Lipscomb Hall to be discontinued by fall 2021, eventually demolished

Lipscomb Hall is now the oldest residence hall on campus after Brazos Hall was removed in 2018.

UTA is preparing to discontinue service at Lipscomb Hall in the fall semester and eventually demolish the oldest residence hall on campus.

Eric Leidlein, auxiliary services executive director, said via email that plans to renovate the Lipscomb residence hall are cost-prohibitive. According to the Student Housing Master Plan, the building will eventually be demolished and converted to a green space to accommodate The Green at College Park project.

The Green at College Park is an area of land near the corner of South Center and West Mitchell streets, just to the east of where Lipscomb Hall currently stands.

The 2.6-acre area project currently functions as a park, plant garden, an ecological water detention system and a large-scale rain garden.

Lipscomb South has been a housing option for students at UTA since 1957, and Lipscomb North has been in operation since 1963.

After the demolition of Brazos Hall in July 2018 and the removal of Trinity Hall in December 2019, Lipscomb Hall was left as the oldest and last of the vintage residence halls on campus.  

Since the beginning of the fall 2020 semester, Lipscomb Hall has been used to quarantine and self-isolate students who were exposed to COVID-19 or tested positive for the virus and did not have sufficient off-campus accommodations.
**********
Brief 1> For each statement (a), (b), (c), say yes or no depending on whether it agrees with the Lipscomb Hall article, and quote the deciding words. (a) Lipscomb North opened before Lipscomb South. (b) The Green at College Park covers 2.6 acres. (c) Renovating Lipscomb Hall was found to cost too much.
Brief 2>
Answer these from the Lipscomb Hall article:
(a) In what month and year was Brazos Hall demolished?
(b) Near the corner of which two streets is The Green at College Park?
(c) Since when has Lipscomb Hall been used to quarantine students?
Brief 3> Reproduce the part of the Lipscomb Hall article starting at "After the demolition" and ending at "halls on campus.".

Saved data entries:
**********
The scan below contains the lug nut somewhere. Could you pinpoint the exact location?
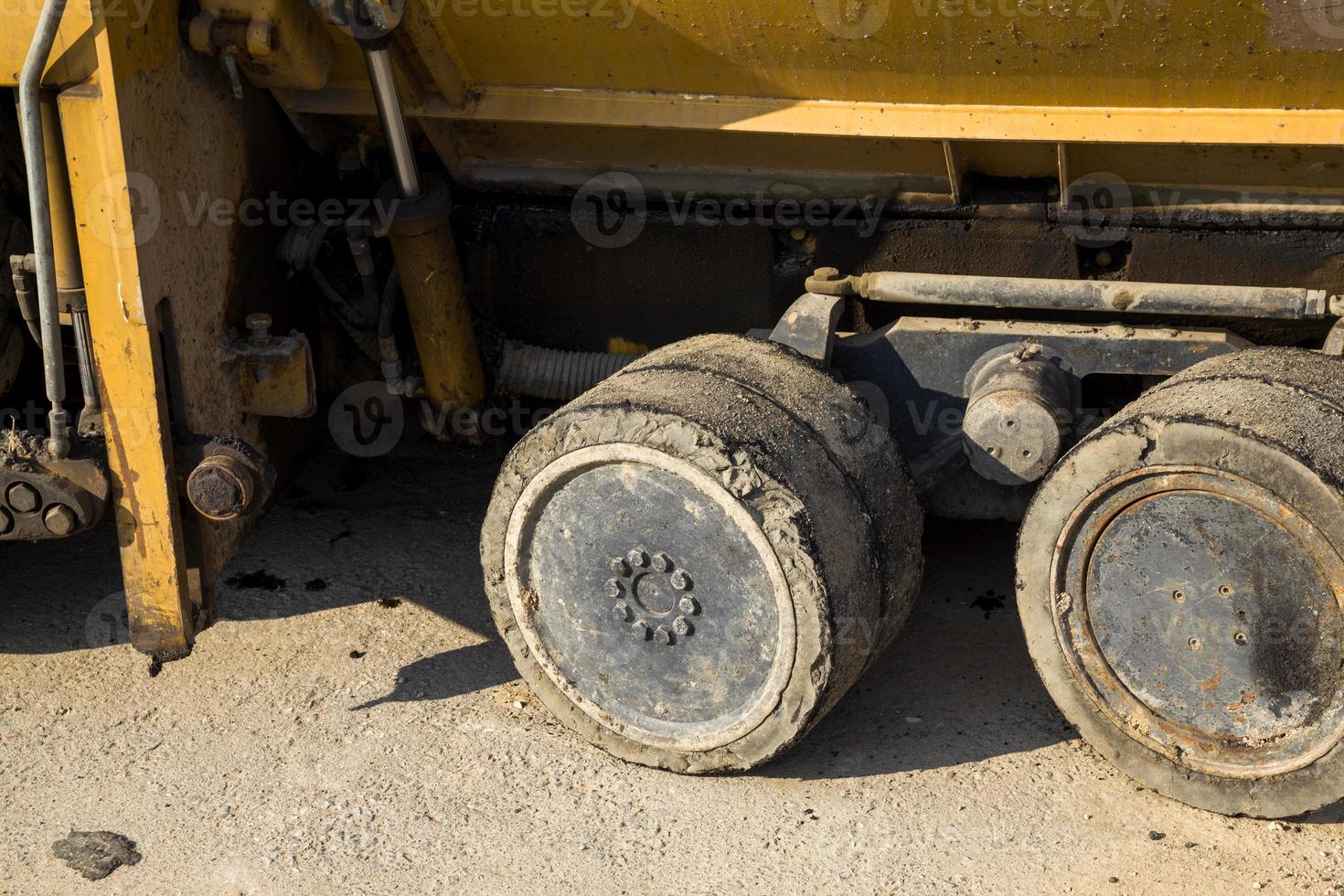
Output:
[187,454,257,523]
[5,482,42,513]
[42,504,80,536]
**********
Final answer 1>
(a) No: "Lipscomb South has been a housing option for students at UTA since 1957, and Lipscomb North has been in operation since 1963."
(b) Yes: "The 2.6-acre area project"
(c) Yes: "plans to renovate the Lipscomb residence hall are cost-prohibitive"

Final answer 2>
(a) July 2018
(b) South Center and West Mitchell streets
(c) Since the beginning of the fall 2020 semester

Final answer 3>
After the demolition of Brazos Hall in July 2018 and the removal of Trinity Hall in December 2019, Lipscomb Hall was left as the oldest and last of the vintage residence halls on campus.